(Collection entries)
......

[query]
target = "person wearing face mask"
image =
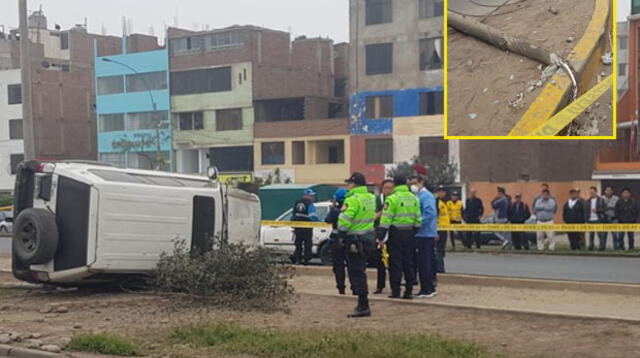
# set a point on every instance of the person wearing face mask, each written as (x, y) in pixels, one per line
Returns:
(455, 208)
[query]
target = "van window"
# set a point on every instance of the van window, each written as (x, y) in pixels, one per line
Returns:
(124, 177)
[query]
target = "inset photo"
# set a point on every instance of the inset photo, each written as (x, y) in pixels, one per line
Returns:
(531, 69)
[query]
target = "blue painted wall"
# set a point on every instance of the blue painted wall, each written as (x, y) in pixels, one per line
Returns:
(406, 103)
(142, 62)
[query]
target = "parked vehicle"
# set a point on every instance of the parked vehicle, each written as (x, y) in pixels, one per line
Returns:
(81, 222)
(6, 223)
(281, 237)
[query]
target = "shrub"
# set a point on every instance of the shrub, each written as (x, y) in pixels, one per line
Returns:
(230, 275)
(103, 343)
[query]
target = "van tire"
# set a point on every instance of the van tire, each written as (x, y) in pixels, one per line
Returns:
(35, 236)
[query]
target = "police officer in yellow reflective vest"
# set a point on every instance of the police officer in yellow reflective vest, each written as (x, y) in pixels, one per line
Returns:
(355, 228)
(401, 217)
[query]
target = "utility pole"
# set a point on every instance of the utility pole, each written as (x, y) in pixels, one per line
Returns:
(25, 66)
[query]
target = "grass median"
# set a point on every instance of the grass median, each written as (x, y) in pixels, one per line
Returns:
(231, 338)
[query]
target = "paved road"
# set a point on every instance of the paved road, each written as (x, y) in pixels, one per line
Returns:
(580, 268)
(605, 269)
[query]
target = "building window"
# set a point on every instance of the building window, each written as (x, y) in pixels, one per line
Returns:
(379, 58)
(224, 40)
(329, 151)
(190, 121)
(431, 8)
(147, 120)
(378, 12)
(622, 41)
(379, 107)
(272, 153)
(622, 69)
(379, 151)
(148, 161)
(15, 94)
(229, 119)
(151, 81)
(111, 122)
(431, 103)
(15, 160)
(431, 54)
(117, 159)
(433, 148)
(110, 85)
(298, 152)
(201, 81)
(15, 129)
(232, 159)
(64, 41)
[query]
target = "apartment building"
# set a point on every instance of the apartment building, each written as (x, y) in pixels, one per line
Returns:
(241, 95)
(62, 85)
(133, 105)
(396, 84)
(11, 145)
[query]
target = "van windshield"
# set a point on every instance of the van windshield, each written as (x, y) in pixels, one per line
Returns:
(124, 177)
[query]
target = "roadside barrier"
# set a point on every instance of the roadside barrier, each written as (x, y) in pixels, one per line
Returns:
(488, 227)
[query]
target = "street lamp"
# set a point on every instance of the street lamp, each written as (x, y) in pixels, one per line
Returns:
(153, 103)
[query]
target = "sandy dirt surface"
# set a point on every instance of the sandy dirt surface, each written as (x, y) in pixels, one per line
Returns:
(482, 79)
(55, 317)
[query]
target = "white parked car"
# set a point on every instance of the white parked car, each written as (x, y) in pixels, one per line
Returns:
(81, 222)
(281, 237)
(6, 223)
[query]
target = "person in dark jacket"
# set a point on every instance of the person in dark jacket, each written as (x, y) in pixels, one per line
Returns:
(519, 213)
(376, 258)
(473, 211)
(594, 213)
(573, 213)
(627, 213)
(338, 255)
(304, 210)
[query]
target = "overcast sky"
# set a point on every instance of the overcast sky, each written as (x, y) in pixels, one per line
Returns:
(624, 9)
(327, 18)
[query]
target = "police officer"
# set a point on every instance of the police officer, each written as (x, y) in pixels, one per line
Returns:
(401, 218)
(338, 258)
(455, 209)
(304, 210)
(355, 229)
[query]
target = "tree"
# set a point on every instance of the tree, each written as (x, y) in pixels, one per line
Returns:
(441, 171)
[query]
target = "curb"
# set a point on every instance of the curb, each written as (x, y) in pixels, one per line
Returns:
(17, 352)
(426, 302)
(585, 58)
(510, 282)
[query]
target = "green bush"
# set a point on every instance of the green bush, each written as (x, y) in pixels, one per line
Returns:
(315, 343)
(103, 344)
(230, 275)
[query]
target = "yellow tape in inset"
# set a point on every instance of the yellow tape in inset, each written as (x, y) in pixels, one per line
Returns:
(554, 125)
(488, 227)
(542, 227)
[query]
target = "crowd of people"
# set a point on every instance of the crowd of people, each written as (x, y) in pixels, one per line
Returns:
(397, 231)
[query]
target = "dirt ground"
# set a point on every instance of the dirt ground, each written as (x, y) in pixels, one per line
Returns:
(482, 79)
(54, 317)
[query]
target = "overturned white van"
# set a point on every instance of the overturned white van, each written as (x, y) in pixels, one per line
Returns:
(82, 222)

......

**REQUIRED WORK:** All entries must come back exactly as written, though without their pictures.

**TASK ANSWER:**
[query]
target = "person wearing face mask"
image =
# set a point on every instance of the person wearing face mask, each written as (x, y) in pixels, one per line
Returns:
(455, 208)
[query]
target = "van window"
# set a point on every instance of the van window, each written as (x, y) in pixels, one per line
Returns:
(124, 177)
[query]
target = "inset photo"
# set a point on every instance of the inset photo, each written as (x, y) in pixels, one per line
Returns:
(531, 69)
[query]
target = "blue painted wall"
# set a point on every instance of the blue painted wall, each written as (x, y) in pixels, one per line
Returns:
(406, 103)
(142, 62)
[query]
target = "parked vehicle"
# set a point on every instance of the parked vehicle, each written as (x, y) in pixels, one per line
Returns:
(81, 222)
(6, 223)
(281, 237)
[query]
target = "shrub"
# set a point on every instance of the shrub, each written as (x, y) in pixels, one per line
Returns:
(230, 275)
(103, 343)
[query]
target = "van tire"
# set a point on every instance of the van tire, each written as (x, y) in pixels, one per line
Returns:
(35, 236)
[query]
target = "police officer in yellow reflective vest"
# set a point on every instance of the police officer in yellow reflective vest, each written as (x, y) in pixels, one per line
Returns:
(355, 228)
(401, 217)
[query]
target = "utility pole"
# set a point on every instance of the utility pole, each written as (x, y) in pixels, one per line
Returns:
(25, 66)
[query]
target = "grass median"
# set a point on every instance of the grass median, each written as (x, y) in pixels, one per line
Returns:
(231, 338)
[query]
target = "paved road"
# set a point on every instance of the paved road, each written as (x, y) in pixels, one per line
Returns:
(580, 268)
(605, 269)
[query]
target = "building window"
# set a point on every instance of the building window, each written as (x, y) in pixels, one per line
Returns:
(379, 58)
(224, 40)
(329, 151)
(190, 121)
(431, 8)
(147, 120)
(378, 12)
(622, 41)
(379, 107)
(272, 153)
(622, 69)
(379, 151)
(148, 161)
(15, 94)
(229, 119)
(151, 81)
(111, 122)
(431, 103)
(15, 160)
(431, 54)
(117, 159)
(433, 148)
(110, 85)
(298, 152)
(201, 81)
(15, 129)
(232, 159)
(64, 41)
[query]
target = "apartment building"
# set a point on every instance of the apartment building, each written as (x, y) in pixels, one per line
Returns:
(241, 95)
(62, 85)
(133, 105)
(396, 84)
(11, 145)
[query]
target = "van windshield"
# set a point on every instance of the van windshield, each written as (x, y) in pixels, one per line
Returns:
(124, 177)
[query]
target = "roadside barrier"
# set a point on every instance of the roadside barrier, each written as (x, y) in pixels, one per line
Returns:
(488, 227)
[query]
target = "street lamp"
# set a point on every instance of the street lamp, each written as (x, y) in pixels, one per line
Returns:
(153, 103)
[query]
target = "sandy dirt surface"
# set a point on every instance of the sandy dirt surface, each written as (x, y) in pixels, one per line
Returns:
(482, 79)
(55, 317)
[query]
target = "white parked car"
# set a point on every instance of the white parked car, each written as (x, y) in pixels, one per line
Returns:
(81, 222)
(281, 237)
(6, 223)
[query]
target = "person in dark jacket"
# set a point on every instance of the person in dark jacket, each written as (x, y) in pixels, one per line
Returns:
(519, 213)
(376, 258)
(473, 211)
(594, 213)
(573, 213)
(627, 213)
(338, 255)
(304, 210)
[query]
target = "overcast sky"
# set a point on every instance of the overcast sky, each written as (x, y) in pixels, one per line
Returns:
(624, 9)
(327, 18)
[query]
target = "police officer"
# set a point on every instance of the police officer, each written as (x, y) in pixels, one per line
Returns:
(401, 218)
(338, 258)
(455, 209)
(304, 210)
(355, 229)
[query]
target = "tree"
# set a point on every instance of the tree, each written as (x, y) in pixels, one per line
Returns:
(441, 171)
[query]
target = "curb"
# set a point on every instance of the curb, each written as (x, y) in pixels, one per line
Returns:
(17, 352)
(426, 302)
(585, 58)
(510, 282)
[query]
target = "green bush"
# set a point on every instance of the green bush, each written as (x, y) in pixels, one per line
Returns:
(315, 343)
(103, 344)
(230, 275)
[query]
target = "yellow tape in inset"
# set a point on every instance of the yellow tape in inset, each written as (x, y) in pixels, one per line
Returns:
(554, 125)
(488, 227)
(542, 227)
[query]
target = "crowd of people"
# set a point on every instance of the crowd of people, each written as (x, y) in pixels, one per line
Returns:
(397, 231)
[query]
target = "dirt ground"
# set a point on every instance of the dirt ground, each written as (x, y) in pixels, one per line
Returns:
(482, 79)
(54, 317)
[query]
target = "overturned white van"
# set a point on every instance of the overturned white van, each written as (x, y) in pixels, one per line
Returns:
(82, 222)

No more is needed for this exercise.